>> start GIVEN INFORMATION

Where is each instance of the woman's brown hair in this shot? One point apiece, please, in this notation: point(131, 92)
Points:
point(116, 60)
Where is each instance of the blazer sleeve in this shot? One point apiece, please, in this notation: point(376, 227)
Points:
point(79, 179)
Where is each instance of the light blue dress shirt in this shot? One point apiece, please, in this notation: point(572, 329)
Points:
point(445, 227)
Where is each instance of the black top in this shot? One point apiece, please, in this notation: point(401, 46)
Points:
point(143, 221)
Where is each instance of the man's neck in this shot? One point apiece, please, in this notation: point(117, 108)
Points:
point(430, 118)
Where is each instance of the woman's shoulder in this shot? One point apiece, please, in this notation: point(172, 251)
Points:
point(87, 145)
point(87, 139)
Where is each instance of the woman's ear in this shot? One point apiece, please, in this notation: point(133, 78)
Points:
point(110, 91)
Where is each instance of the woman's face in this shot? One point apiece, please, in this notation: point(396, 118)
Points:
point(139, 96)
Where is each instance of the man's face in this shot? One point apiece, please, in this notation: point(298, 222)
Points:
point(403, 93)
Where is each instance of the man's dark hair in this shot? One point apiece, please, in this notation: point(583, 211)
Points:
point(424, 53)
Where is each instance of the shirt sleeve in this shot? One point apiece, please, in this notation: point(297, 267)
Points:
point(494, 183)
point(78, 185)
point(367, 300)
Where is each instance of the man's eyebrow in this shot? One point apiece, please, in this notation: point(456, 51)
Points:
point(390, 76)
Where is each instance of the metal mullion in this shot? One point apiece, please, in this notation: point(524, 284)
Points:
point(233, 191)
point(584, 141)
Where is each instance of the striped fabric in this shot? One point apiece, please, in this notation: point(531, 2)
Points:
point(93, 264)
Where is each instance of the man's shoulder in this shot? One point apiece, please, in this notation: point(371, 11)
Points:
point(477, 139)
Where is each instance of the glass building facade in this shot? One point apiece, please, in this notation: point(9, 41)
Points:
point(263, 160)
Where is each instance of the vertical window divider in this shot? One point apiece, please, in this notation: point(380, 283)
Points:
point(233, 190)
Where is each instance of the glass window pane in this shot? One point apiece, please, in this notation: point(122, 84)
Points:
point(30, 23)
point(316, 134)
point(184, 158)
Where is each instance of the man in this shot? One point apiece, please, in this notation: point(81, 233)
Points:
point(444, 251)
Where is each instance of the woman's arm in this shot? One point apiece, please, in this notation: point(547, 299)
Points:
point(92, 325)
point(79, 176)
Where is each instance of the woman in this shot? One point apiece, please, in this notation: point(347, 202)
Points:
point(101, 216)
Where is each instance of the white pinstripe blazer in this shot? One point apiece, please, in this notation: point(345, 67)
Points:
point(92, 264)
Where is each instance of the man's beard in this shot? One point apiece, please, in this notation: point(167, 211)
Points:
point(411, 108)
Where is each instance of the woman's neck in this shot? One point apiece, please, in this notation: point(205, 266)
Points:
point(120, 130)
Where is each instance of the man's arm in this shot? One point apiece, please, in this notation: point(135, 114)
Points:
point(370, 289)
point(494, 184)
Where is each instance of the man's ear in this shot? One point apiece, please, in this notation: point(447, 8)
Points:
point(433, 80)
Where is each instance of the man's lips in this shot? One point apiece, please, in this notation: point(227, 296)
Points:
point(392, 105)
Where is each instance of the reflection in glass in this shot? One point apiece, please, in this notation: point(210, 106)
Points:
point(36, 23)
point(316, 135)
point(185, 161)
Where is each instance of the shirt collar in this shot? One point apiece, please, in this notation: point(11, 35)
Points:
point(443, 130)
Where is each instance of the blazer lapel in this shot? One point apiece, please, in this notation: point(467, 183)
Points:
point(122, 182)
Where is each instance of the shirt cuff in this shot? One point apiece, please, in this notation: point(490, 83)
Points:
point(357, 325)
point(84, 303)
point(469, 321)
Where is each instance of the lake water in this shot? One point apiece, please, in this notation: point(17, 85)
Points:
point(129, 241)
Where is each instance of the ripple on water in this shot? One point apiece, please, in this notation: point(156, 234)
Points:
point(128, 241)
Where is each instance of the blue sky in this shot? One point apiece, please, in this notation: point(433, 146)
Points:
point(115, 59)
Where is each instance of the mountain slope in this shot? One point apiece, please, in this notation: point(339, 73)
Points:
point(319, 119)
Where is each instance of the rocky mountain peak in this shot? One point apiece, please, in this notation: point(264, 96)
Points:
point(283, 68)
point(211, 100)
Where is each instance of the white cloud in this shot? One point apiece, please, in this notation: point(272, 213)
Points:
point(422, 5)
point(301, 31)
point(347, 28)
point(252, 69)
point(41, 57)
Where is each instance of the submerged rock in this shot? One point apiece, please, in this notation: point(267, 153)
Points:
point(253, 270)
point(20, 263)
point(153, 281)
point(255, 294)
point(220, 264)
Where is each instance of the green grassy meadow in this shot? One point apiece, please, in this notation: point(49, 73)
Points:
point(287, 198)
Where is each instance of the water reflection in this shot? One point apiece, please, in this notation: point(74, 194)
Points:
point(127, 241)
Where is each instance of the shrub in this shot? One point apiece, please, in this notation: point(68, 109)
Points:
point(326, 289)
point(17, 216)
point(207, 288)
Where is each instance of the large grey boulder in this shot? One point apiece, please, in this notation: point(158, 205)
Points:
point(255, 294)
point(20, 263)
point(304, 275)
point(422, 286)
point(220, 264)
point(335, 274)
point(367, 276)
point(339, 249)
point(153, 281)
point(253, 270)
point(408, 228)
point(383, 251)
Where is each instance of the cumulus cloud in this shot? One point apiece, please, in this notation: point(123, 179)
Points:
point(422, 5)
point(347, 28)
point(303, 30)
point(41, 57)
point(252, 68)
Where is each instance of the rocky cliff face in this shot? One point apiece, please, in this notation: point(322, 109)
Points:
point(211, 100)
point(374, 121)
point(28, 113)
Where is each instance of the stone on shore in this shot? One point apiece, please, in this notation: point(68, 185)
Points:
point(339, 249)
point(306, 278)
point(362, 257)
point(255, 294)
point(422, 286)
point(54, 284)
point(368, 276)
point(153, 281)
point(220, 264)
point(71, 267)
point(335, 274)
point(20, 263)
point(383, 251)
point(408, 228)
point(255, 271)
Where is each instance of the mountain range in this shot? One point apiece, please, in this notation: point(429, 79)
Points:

>> end GIVEN INFORMATION

TO BE DONE -
Recast all of the data above as a JSON array of strings, with one string per line and any blank lines omitted.

RESULT FOR THIS EXERCISE -
[
  "Where is each instance of the woman's brown hair in this shot? One point apiece, please, in this notation: point(131, 92)",
  "Points:",
  "point(116, 60)",
  "Where is each instance of the blazer sleeve in this shot? One point apiece, please, in this notation: point(376, 227)",
  "Points:",
  "point(79, 179)",
  "Where is each instance of the light blue dress shirt in this shot? One point apiece, please, in this notation: point(572, 329)",
  "Points:",
  "point(445, 227)",
  "Where is each instance of the black top in this shot? One point apiece, please, in this notation: point(401, 46)",
  "Points:",
  "point(143, 221)",
  "Where is each instance of the man's neck in this shot? One point apiece, please, in this notation: point(117, 108)",
  "Points:",
  "point(430, 118)",
  "Where is each instance of the woman's shoulder in this shot? One point apiece, please, in this notation: point(172, 251)",
  "Points:",
  "point(87, 145)",
  "point(87, 139)",
  "Where is each instance of the woman's ear in this shot? One point apiece, please, in this notation: point(133, 78)",
  "Points:",
  "point(110, 91)",
  "Where is each instance of the woman's face in this shot? One point apiece, please, in this notation: point(396, 118)",
  "Points:",
  "point(139, 96)",
  "Where is each instance of the man's face in this shot? One point apiece, please, in this notation: point(298, 222)",
  "Points:",
  "point(403, 93)",
  "Where is each instance of the man's dark hair in this shot? One point apiece, please, in this notation: point(583, 211)",
  "Points:",
  "point(424, 53)",
  "Where is each instance of the shirt sleeve in this shot? One point apiece, please, in this notation: point(297, 267)",
  "Points:",
  "point(494, 183)",
  "point(78, 185)",
  "point(367, 300)",
  "Where is each instance of the man's eyebrow in this shot? One point apiece, please, in this notation: point(456, 51)",
  "Points:",
  "point(390, 76)",
  "Where is each instance of the metal mullion in this shot? One point apiece, please, in this notation: point(524, 284)",
  "Points:",
  "point(233, 191)",
  "point(584, 141)",
  "Where is each instance of the striped fabric in this shot? One point apiece, please, in this notation: point(531, 2)",
  "Points:",
  "point(93, 264)",
  "Where is each instance of the man's shoulder in this shot? One point apiece, please, in this notation: point(371, 11)",
  "Points:",
  "point(477, 139)",
  "Where is each instance of the glass building facade in this shot? One point apiece, please, in this notation: point(9, 41)",
  "Points:",
  "point(263, 160)",
  "Where is each instance of the vertical window divider in this shot? One point apiece, please, in this notation: point(380, 283)",
  "Points:",
  "point(233, 190)",
  "Where is each instance of the glass window pane in this shot? One point apiece, please, in this notation: point(122, 84)",
  "Points:",
  "point(30, 23)",
  "point(316, 134)",
  "point(184, 158)",
  "Where is each instance of the man in this shot? One point apiece, please, in this notation: point(81, 233)",
  "Points:",
  "point(444, 251)",
  "Where is each instance of the woman's arm in this shot? One point apiece, please, in this notation: point(547, 299)",
  "Points:",
  "point(92, 325)",
  "point(79, 176)",
  "Where is each instance of the woman in this shot? One point apiece, please, in this notation: point(347, 202)",
  "Points:",
  "point(101, 216)",
  "Where is each instance of the white pinstripe blazer in this shot? One point apiece, please, in this notation: point(345, 67)",
  "Points:",
  "point(92, 264)",
  "Where is each instance of the man's beard in this shot? One point apiece, please, in this notation: point(167, 211)",
  "Points:",
  "point(411, 108)",
  "Where is each instance of the woman's neck in this shot? One point apiece, please, in this notation: point(205, 266)",
  "Points:",
  "point(120, 130)",
  "Where is each instance of the man's arm in this shot? One point apiece, please, in this notation: point(135, 114)",
  "Points:",
  "point(370, 289)",
  "point(494, 184)",
  "Where is each instance of the man's ear in this shot? One point apiece, please, in this notation: point(447, 8)",
  "Points:",
  "point(433, 80)",
  "Where is each instance of the man's lips in this shot? One point apiece, please, in this notation: point(227, 296)",
  "Points:",
  "point(392, 105)",
  "Where is each instance of the reflection in glass in this shot? One point apiece, please, in this notation: point(210, 106)",
  "Points:",
  "point(36, 23)",
  "point(316, 135)",
  "point(185, 161)",
  "Where is each instance of the shirt collar in this shot? One point apiece, please, in this notation: point(11, 35)",
  "Points:",
  "point(443, 130)",
  "Where is each instance of the blazer lapel in this shot? One point apiece, please, in this notation: point(467, 183)",
  "Points:",
  "point(122, 182)",
  "Where is each instance of the shirt cuff in this shot? One point apiece, please, in this notation: point(490, 83)",
  "Points:",
  "point(357, 325)",
  "point(84, 303)",
  "point(469, 321)",
  "Where is each instance of the lake water in this shot? One point apiece, please, in this notation: point(17, 85)",
  "Points:",
  "point(129, 241)",
  "Where is each instance of the ripple on water in this shot? One point apiece, please, in this notation: point(156, 234)",
  "Points:",
  "point(128, 241)",
  "Where is each instance of the blue sky in this shot? One point apiece, please, in this notation: point(433, 146)",
  "Points:",
  "point(115, 59)",
  "Where is each instance of the mountain slope in this shot? One point apiece, please, in this notation: point(339, 73)",
  "Points:",
  "point(319, 119)",
  "Where is each instance of the rocky mountain peak in this shot? One point apiece, please, in this notation: point(264, 96)",
  "Points:",
  "point(283, 68)",
  "point(211, 100)",
  "Where is each instance of the white cloud in this shot? One point apiece, please, in this notation: point(272, 213)",
  "Points:",
  "point(422, 5)",
  "point(301, 31)",
  "point(347, 28)",
  "point(252, 69)",
  "point(41, 57)",
  "Where is each instance of the submerged rock in this shot? One point apiece, please, in this notation: point(267, 153)",
  "Points:",
  "point(253, 270)",
  "point(20, 263)",
  "point(153, 281)",
  "point(255, 294)",
  "point(220, 264)",
  "Where is each instance of the green grassy meadow in this shot? One point apiece, please, in this notation: point(49, 73)",
  "Points:",
  "point(287, 198)",
  "Where is each instance of the water reflection in this shot? One point apiece, please, in this notation: point(74, 194)",
  "Points:",
  "point(127, 241)",
  "Where is each instance of the shrub in this shot? One point apiece, please, in this notation: point(68, 109)",
  "Points:",
  "point(326, 289)",
  "point(17, 216)",
  "point(207, 288)",
  "Where is each instance of the large grey boulder in this shot? One point apiece, please, in this notation: point(158, 205)",
  "Points:",
  "point(255, 294)",
  "point(20, 263)",
  "point(304, 275)",
  "point(422, 286)",
  "point(220, 264)",
  "point(335, 274)",
  "point(367, 276)",
  "point(339, 249)",
  "point(153, 281)",
  "point(253, 270)",
  "point(408, 228)",
  "point(383, 251)",
  "Where is each instance of the cumulus cloud in this shot? One point apiece, please, in this notation: point(123, 179)",
  "Points:",
  "point(422, 5)",
  "point(347, 28)",
  "point(303, 30)",
  "point(41, 57)",
  "point(252, 68)",
  "Where is each instance of the rocky cliff face in this shot? One point apiece, please, in this notation: point(322, 109)",
  "Points:",
  "point(211, 100)",
  "point(374, 121)",
  "point(28, 113)",
  "Where is each instance of the stone on shore in this shot? One point apiece, please, in this notation: point(68, 185)",
  "Points:",
  "point(339, 249)",
  "point(306, 278)",
  "point(362, 257)",
  "point(255, 294)",
  "point(422, 286)",
  "point(54, 284)",
  "point(368, 276)",
  "point(153, 281)",
  "point(220, 264)",
  "point(71, 267)",
  "point(335, 274)",
  "point(20, 263)",
  "point(383, 251)",
  "point(408, 228)",
  "point(255, 271)",
  "Where is each instance of the mountain range in this shot? One point apiece, please, in this notation: point(429, 79)",
  "Points:"
]